____ FRAGMENTO

El Kremlin usó la protección de esas minorías como pretexto para ejecutar un golpe de Estado en enero de 1991. Acudieron a la capital de Lituania con tanques y tomaron varios edificios gubernamentales, además de ocupar la estación de radio de Vilnus. La respuesta por parte de la población civil fue masiva, sobre todo en la población joven, que opuso resistencia pese a no disponer de armamento alguno. Éste admirable coraje popular dejó icónicas imágenes en la historia del país, como aquella del civil que detuvo un tanque al posicionarse delante del mismo.
Los actos de resistencia no consistían sólo en acciones temerarias. Los Estados Bálticos tienen una extensa tradición de cantar y bailar himnos nacionales prohibidos por la Unión Soviética. Todos aquellos que aquel enero cantaron y bailaron alrededor de las hogueras como protesta contra la ocupación también participaron en la liberación de su país.
El pueblo de Lituania consiguió frustrar el golpe de Estado pero no salieron intactos: 14 civiles fallecieron, además de los más de 700 heridos. Este evento cambió completamente la opinión que se tenía de Gorbachev en Lituania y en el resto de los Estados Bálticos y es que, de entrada, no encaja con su política de gestión no violenta de las Repúblicas.

________
____ DATOS EXTRAÍDOS

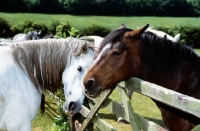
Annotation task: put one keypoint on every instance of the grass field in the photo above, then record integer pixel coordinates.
(108, 21)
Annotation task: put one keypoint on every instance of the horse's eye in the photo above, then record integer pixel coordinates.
(115, 53)
(79, 68)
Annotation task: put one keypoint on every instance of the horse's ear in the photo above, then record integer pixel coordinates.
(137, 33)
(122, 26)
(81, 49)
(143, 29)
(165, 36)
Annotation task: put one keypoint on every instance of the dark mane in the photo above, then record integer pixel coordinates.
(159, 52)
(113, 36)
(44, 61)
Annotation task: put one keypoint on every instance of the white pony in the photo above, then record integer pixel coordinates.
(30, 67)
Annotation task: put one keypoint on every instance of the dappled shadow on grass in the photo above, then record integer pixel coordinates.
(108, 116)
(157, 121)
(114, 117)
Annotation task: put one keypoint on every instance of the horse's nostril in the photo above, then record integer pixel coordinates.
(86, 92)
(89, 83)
(71, 106)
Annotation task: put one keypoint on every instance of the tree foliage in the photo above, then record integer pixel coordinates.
(105, 7)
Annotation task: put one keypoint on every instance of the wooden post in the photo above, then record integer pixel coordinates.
(42, 105)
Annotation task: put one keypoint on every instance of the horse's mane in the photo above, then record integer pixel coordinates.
(158, 52)
(44, 61)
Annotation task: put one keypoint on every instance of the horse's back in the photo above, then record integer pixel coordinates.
(18, 105)
(19, 37)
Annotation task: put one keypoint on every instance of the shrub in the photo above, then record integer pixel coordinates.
(4, 28)
(190, 35)
(62, 29)
(30, 25)
(95, 30)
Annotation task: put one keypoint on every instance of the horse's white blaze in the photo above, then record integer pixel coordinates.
(72, 84)
(97, 40)
(19, 37)
(108, 46)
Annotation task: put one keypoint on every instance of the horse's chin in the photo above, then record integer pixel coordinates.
(94, 94)
(70, 113)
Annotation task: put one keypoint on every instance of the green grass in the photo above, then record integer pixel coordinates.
(107, 21)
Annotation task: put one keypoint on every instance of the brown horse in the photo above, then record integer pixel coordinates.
(126, 53)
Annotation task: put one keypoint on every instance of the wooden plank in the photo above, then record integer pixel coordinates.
(105, 94)
(135, 125)
(97, 121)
(117, 109)
(169, 97)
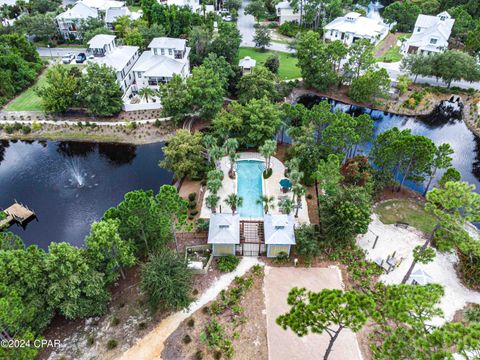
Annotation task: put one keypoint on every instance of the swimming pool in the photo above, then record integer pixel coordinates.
(249, 187)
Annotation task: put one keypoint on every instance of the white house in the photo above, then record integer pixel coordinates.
(166, 57)
(353, 26)
(430, 34)
(279, 234)
(69, 21)
(119, 58)
(224, 233)
(247, 64)
(286, 13)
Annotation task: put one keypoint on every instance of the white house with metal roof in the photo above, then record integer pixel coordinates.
(279, 234)
(430, 34)
(120, 58)
(166, 57)
(285, 12)
(353, 26)
(247, 64)
(224, 233)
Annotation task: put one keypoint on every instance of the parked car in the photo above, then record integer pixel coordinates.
(68, 58)
(81, 58)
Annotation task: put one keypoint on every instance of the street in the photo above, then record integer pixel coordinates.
(59, 52)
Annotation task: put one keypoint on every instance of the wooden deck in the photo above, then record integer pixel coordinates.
(16, 212)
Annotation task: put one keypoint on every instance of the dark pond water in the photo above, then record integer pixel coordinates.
(70, 184)
(466, 145)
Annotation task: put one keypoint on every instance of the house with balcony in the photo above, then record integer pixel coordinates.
(353, 26)
(430, 34)
(166, 57)
(120, 58)
(70, 21)
(286, 13)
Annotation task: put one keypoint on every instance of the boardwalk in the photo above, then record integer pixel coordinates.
(16, 212)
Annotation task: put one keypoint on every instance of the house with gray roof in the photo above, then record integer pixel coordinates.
(279, 234)
(430, 34)
(120, 58)
(224, 233)
(167, 57)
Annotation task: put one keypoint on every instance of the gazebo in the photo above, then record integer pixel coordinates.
(279, 234)
(224, 233)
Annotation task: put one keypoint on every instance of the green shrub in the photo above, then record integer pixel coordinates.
(202, 225)
(228, 263)
(267, 173)
(112, 344)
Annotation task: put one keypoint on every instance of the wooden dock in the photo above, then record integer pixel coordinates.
(17, 212)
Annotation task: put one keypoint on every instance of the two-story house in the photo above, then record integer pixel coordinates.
(120, 58)
(353, 26)
(430, 34)
(286, 13)
(166, 57)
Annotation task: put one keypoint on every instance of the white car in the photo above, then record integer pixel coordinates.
(68, 58)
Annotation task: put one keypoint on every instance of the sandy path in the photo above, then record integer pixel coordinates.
(151, 346)
(285, 344)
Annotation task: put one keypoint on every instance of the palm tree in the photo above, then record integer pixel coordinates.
(298, 191)
(213, 185)
(234, 201)
(286, 206)
(212, 201)
(267, 150)
(231, 146)
(268, 202)
(146, 92)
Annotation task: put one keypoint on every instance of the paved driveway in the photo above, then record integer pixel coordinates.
(284, 344)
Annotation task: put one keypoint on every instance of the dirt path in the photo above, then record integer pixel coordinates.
(151, 346)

________

→ TAREAS DEL EJERCICIO:
(a) Transcribe literalmente el tramo del fragmento sobre el golpe de Estado en Lituania que va desde "Los actos de" hasta "de las Repúblicas.".
(b) Según el fragmento sobre el golpe de Estado en Lituania, indica si cada afirmación es correcta (sí o no) y cita las palabras exactas del texto que lo deciden: (i) El golpe de Estado se produjo en enero de 1991. (ii) La población que opuso resistencia contaba con armas. (iii) El golpe de Estado causó más de 700 muertos.

→ RESPUESTAS POR NÚMERO:
(a)
Los actos de resistencia no consistían sólo en acciones temerarias. Los Estados Bálticos tienen una extensa tradición de cantar y bailar himnos nacionales prohibidos por la Unión Soviética. Todos aquellos que aquel enero cantaron y bailaron alrededor de las hogueras como protesta contra la ocupación también participaron en la liberación de su país.
El pueblo de Lituania consiguió frustrar el golpe de Estado pero no salieron intactos: 14 civiles fallecieron, además de los más de 700 heridos. Este evento cambió completamente la opinión que se tenía de Gorbachev en Lituania y en el resto de los Estados Bálticos y es que, de entrada, no encaja con su política de gestión no violenta de las Repúblicas.

(b)
(i) Sí: «ejecutar un golpe de Estado en enero de 1991».
(ii) No: «pese a no disponer de armamento alguno».
(iii) No: «14 civiles fallecieron, además de los más de 700 heridos».